== Source document

Enterprise Community Partners
- Predecessors: Enterprise Foundation The Rouse Company (smaller city and international festival marketplaces only)
- Founded: 1982
- Headquarters: United States
- Key people: James W. Rouse (Founder), Lori Chatman & Drew Warshaw (President and Chief Executive Officer, Enterprise Community Partners), Jacqueline Waggoner (President, Solutions Division), Lori Chatman (President, Capital Division), Christine Madigan (President, Community Development Division), Ronald J. Terwilliger (Chairman, Enterprise Community Partners Board of Trustees; Vice Chairman, Enterprise Community Investment Board of Directors)
- Revenue: 63,023,326 United States dollar (2017)
- Total assets: 874,866,488 United States dollar (2022)
- Subsidiaries: Enterprise Community Investment (for-profit); Enterprise Homes (non-profit); Enterprise Community Asset Management (for-profit); Bellwether Enterprise (for-profit); Enterprise Community Loan Fund (non-profit); Enterprise Development Company (smaller city festival marketplaces and international festival marketplaces);
- Website: www.enterprisecommunity.org

= Enterprise Community Partners =

American nonprofit organization

Enterprise Community Partners, formerly the Enterprise Foundation, is an American nonprofit. Its goals are to increase housing supply, advance racial equity and build resilience and upward mobility. Founded in 1982 by developer/philanthropist James W. Rouse and his wife Patty, Enterprise has worked with community-based nonprofit organizations to develop 951,000 homes, investing $64 billion throughout the United States. The organization works in more than 800 communities and in collaboration with thousands of partners in the nonprofit, public and for-profit sectors. Affordable housing advocate and attorney Priscilla Almodovar served as president and chief executive officer of Enterprise from September 2019 to December 2022. Lori Chatman and Drew Warshaw are the current Co-CEOs and Interim Presidents of Enterprise Community Partners. Chatman is also the President of the Capital Division, with Warshaw as the chief operating officer.

====
== Records for the task

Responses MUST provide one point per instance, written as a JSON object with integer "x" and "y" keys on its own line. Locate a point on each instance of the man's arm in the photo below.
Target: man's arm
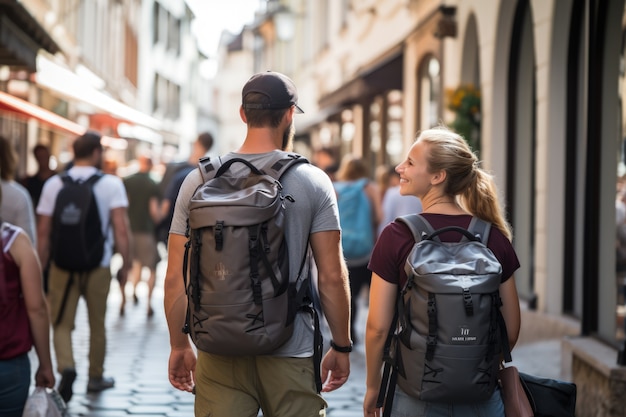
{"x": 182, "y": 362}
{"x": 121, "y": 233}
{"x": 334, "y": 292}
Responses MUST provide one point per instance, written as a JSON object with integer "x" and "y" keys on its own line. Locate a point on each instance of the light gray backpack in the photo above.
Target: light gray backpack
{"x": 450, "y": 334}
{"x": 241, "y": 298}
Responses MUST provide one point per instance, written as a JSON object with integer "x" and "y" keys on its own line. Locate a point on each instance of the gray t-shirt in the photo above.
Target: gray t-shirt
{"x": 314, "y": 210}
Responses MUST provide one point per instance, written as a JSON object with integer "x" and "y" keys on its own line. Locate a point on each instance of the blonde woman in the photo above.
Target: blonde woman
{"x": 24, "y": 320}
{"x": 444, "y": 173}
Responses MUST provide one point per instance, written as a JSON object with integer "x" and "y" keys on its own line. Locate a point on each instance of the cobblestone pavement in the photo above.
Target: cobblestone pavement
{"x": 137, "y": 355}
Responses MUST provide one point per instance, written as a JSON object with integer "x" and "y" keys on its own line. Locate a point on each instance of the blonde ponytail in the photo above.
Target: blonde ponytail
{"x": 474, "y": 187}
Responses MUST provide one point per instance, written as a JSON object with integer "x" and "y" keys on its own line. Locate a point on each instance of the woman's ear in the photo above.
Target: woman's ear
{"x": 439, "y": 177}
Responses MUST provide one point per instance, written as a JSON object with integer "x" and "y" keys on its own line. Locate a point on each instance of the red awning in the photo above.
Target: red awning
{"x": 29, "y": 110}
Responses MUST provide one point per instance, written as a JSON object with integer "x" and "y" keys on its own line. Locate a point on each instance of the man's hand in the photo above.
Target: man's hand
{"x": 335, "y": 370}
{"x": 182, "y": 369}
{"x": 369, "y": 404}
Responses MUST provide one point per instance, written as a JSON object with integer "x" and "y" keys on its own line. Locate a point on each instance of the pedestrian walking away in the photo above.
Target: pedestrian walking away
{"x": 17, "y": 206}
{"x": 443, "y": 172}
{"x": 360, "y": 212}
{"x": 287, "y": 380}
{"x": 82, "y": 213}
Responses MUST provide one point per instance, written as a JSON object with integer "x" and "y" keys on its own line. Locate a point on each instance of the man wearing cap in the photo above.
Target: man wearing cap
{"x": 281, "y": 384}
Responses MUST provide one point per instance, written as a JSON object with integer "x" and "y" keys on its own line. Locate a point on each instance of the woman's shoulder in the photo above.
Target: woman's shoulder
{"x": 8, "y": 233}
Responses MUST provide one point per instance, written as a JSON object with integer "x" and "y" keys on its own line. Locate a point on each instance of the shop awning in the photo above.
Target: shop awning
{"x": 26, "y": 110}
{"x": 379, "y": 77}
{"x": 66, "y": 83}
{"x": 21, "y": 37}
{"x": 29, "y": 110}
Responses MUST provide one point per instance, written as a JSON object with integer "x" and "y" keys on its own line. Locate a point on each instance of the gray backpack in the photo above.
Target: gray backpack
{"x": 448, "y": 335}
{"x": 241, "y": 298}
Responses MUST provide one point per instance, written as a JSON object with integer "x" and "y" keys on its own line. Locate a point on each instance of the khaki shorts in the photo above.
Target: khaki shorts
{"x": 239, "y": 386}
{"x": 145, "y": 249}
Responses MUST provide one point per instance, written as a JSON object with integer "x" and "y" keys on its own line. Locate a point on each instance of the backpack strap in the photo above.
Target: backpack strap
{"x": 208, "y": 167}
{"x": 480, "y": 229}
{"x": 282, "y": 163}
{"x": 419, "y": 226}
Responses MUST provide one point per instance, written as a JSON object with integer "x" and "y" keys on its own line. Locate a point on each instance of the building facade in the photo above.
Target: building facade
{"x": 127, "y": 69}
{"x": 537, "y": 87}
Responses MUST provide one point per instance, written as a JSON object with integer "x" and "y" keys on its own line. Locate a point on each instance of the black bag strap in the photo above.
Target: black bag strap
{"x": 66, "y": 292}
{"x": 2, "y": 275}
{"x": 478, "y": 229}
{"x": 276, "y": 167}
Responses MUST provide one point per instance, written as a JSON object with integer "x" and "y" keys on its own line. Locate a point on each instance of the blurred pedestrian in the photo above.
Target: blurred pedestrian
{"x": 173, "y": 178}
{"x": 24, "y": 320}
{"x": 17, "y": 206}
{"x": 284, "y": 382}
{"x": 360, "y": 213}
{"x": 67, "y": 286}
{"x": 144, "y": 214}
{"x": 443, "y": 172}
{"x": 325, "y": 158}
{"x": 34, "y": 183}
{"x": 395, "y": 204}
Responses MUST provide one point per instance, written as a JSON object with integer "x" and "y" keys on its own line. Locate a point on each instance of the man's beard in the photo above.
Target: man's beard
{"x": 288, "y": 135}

====
== Records for the task

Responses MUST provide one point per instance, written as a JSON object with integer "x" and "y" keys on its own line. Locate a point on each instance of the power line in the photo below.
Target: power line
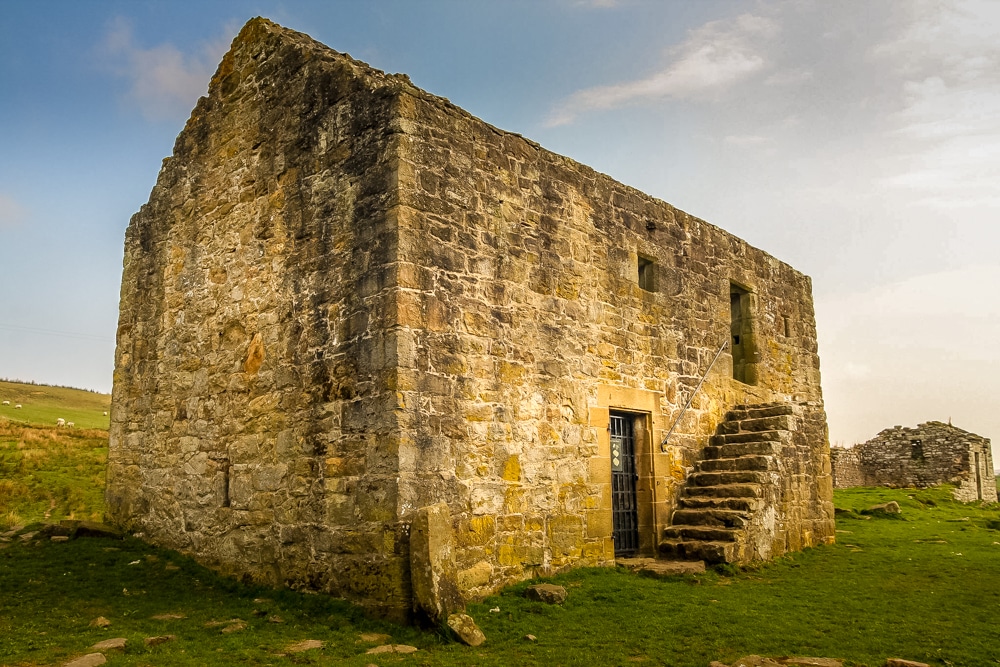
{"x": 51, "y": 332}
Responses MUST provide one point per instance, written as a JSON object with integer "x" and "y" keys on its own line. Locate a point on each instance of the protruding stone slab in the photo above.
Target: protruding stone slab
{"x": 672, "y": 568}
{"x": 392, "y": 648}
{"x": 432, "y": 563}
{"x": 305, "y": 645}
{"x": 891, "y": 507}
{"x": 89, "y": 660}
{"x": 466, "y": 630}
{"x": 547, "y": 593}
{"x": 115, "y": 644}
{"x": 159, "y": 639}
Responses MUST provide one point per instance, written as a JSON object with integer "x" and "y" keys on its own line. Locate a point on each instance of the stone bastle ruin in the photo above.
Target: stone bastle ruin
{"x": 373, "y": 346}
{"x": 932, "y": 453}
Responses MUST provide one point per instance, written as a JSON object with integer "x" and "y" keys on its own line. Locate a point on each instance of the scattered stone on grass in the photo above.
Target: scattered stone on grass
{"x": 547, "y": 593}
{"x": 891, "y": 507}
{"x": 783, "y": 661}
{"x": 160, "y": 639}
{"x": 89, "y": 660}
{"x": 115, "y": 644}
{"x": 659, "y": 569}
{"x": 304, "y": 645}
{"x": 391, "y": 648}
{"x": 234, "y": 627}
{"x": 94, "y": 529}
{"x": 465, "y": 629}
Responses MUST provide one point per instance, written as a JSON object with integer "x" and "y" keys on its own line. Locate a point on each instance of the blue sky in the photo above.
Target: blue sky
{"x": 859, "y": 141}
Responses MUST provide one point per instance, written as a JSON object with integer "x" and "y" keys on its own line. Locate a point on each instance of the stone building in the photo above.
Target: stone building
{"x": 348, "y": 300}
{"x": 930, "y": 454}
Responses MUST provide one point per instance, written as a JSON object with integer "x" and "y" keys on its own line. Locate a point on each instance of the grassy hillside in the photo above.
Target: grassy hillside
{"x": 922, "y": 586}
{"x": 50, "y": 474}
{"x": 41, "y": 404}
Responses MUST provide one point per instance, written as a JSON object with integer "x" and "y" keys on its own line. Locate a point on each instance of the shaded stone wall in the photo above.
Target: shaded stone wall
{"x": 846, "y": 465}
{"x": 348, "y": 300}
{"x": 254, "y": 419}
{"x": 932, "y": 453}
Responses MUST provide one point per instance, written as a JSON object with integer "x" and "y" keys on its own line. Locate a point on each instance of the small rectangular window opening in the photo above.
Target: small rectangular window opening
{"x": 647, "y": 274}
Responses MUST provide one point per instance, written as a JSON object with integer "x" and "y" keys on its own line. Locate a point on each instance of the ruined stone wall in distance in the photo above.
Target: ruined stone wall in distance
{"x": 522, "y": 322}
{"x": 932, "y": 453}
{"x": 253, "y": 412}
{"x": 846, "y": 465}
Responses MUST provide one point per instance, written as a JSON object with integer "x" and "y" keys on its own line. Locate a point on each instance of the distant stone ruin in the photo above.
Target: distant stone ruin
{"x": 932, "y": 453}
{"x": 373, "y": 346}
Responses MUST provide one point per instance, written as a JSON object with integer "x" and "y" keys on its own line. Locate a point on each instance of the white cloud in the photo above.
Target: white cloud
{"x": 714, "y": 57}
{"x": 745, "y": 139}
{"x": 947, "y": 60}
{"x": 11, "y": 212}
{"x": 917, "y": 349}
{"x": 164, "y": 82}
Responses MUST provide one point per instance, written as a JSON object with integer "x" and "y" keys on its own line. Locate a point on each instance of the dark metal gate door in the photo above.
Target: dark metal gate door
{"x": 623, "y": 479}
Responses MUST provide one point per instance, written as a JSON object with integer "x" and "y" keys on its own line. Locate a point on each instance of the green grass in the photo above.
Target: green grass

====

■ Given task 1
According to the text about Enterprise Community Partners, in what year was the organization founded, and by whom?
■ Given task 2
Gather every line of the records that contains the string "beard", matching case exactly.
The text about Enterprise Community Partners and the records have nothing to do with each other.

■ Worked answer 1
It was founded in 1982 by James W. Rouse and his wife Patty.

■ Worked answer 2
Responses MUST provide one point per instance, written as a JSON object with integer "x" and "y" keys on its own line. Locate a point on each instance of the man's beard in the photo above.
Target: man's beard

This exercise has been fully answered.